(Schriftliche Aufgabe): Welches Betriebssystem ist laut dem Forumsthread über den hängenden PC auf dem Rechner installiert?

(Dokumenttext):
****************
# PC hängt ab und zu



## flasha (15. Januar 2010)

*PC hängt ab und zu*

Hallo Boardies,

ich habe folgendes Problem:

Mein PC hängt oft kurz wenn ich zB. Firefox starte bzw. Seiten aufrufe. Diese Phänomen tritt auch oft auf wenn ich Steam starte. Nach ca. 1min geht alles wieder normal. Es ist wirklich schwer zu erklären man muss es sehen.

Meine Hardware ist eigentlich ausreichend oder ich meine das sie ausreichend ist. Es ist aber so das irgendwas mein System kurzzeitig ausbremst. Das wundert mich aber da ich keine Hardwarehungrigen Tasks ausführe und 4GB Ram sollten doch reichen oder nicht?

Als OS habe ich Windows 7 installiert.

Meine Hardware:
sysProfile: ID: 80327 - flasha


Über Tipps und Ratschläge würd ich mich sehr freuen! Falls etwas nicht ganz schlüssig ist sagt mir das.

MFG
flasha


----------



## mattinator (15. Januar 2010)

*AW: PC hängt ab und zu*

War das schon immer so, oder ist das Porblem neu ?
Ist der Rechner komplett nicht bedienbar (Mouse-Zeiger steht, keine Reaktion auf Num-Taste) ?
Zuerst würde ich das Windows-Ereignisprotokoll nach Einträgen durchsuchen, die zeitlich mit dem Problem zusammenfallen.


----------



## flasha (16. Januar 2010)

*AW: PC hängt ab und zu*

Maus ist bewegbar...nur hängt mein Firefox und reagiert nicht...nach ca. 20sec bis 1min gehts wieder normal...meist auch bei Java Inhalten tritt das Problem auf...habe auch alle 64bit Treiber für meinen PC geladen.


----------



## mattinator (16. Januar 2010)

*AW: PC hängt ab und zu*

Schalte mal zum Test kurz Avira aus. Hast Du den Windows Defender noch aktiviert ? Evtl. behindern sich dann diese beiden Programme. Lass mal den Taskmanager mitlaufen und sieh nach, ob ein Prozess hohe Last erzeugt. mit dem "Process Explorer" geht das noch etwas schicker: Process Explorer .


----------



## flasha (16. Januar 2010)

*AW: PC hängt ab und zu*



mattinator schrieb:


> Schalte mal zum Test kurz Avira aus. Hast Du den Windows Defender noch aktiviert ? Evtl. behindern sich dann diese beiden Programme. Lass mal den Taskmanager mitlaufen und sieh nach, ob ein Prozess hohe Last erzeugt. mit dem "Process Explorer" geht das noch etwas schicker: Process Explorer .



Danke werd ich mal probieren!


----------
****************
(Zeilen aus einem Datensatz zur Punktbeschriftung):
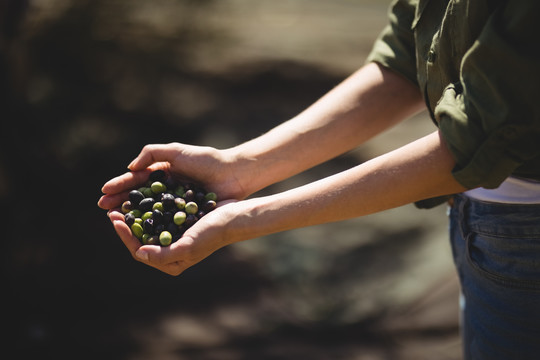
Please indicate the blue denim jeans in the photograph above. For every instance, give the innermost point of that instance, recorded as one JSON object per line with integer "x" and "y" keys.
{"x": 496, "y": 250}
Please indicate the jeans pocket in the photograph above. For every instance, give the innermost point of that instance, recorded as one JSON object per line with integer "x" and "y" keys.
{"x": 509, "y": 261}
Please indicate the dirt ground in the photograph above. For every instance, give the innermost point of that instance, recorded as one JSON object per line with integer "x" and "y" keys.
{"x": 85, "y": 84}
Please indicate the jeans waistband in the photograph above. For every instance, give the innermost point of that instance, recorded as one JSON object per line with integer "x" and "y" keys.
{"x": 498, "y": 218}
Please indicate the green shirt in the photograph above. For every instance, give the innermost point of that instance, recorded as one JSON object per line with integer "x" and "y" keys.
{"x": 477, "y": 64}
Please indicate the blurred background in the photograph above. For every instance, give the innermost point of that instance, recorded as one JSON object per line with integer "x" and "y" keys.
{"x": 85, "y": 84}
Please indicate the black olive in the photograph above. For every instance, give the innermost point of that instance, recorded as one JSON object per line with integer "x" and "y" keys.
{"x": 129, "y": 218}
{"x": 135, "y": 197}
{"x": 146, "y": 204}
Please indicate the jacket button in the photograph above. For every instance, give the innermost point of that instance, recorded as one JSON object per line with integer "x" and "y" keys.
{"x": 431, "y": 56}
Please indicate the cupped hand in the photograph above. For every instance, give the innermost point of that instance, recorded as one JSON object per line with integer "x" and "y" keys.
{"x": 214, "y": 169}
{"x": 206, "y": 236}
****************
(Ergebnis): Windows 7.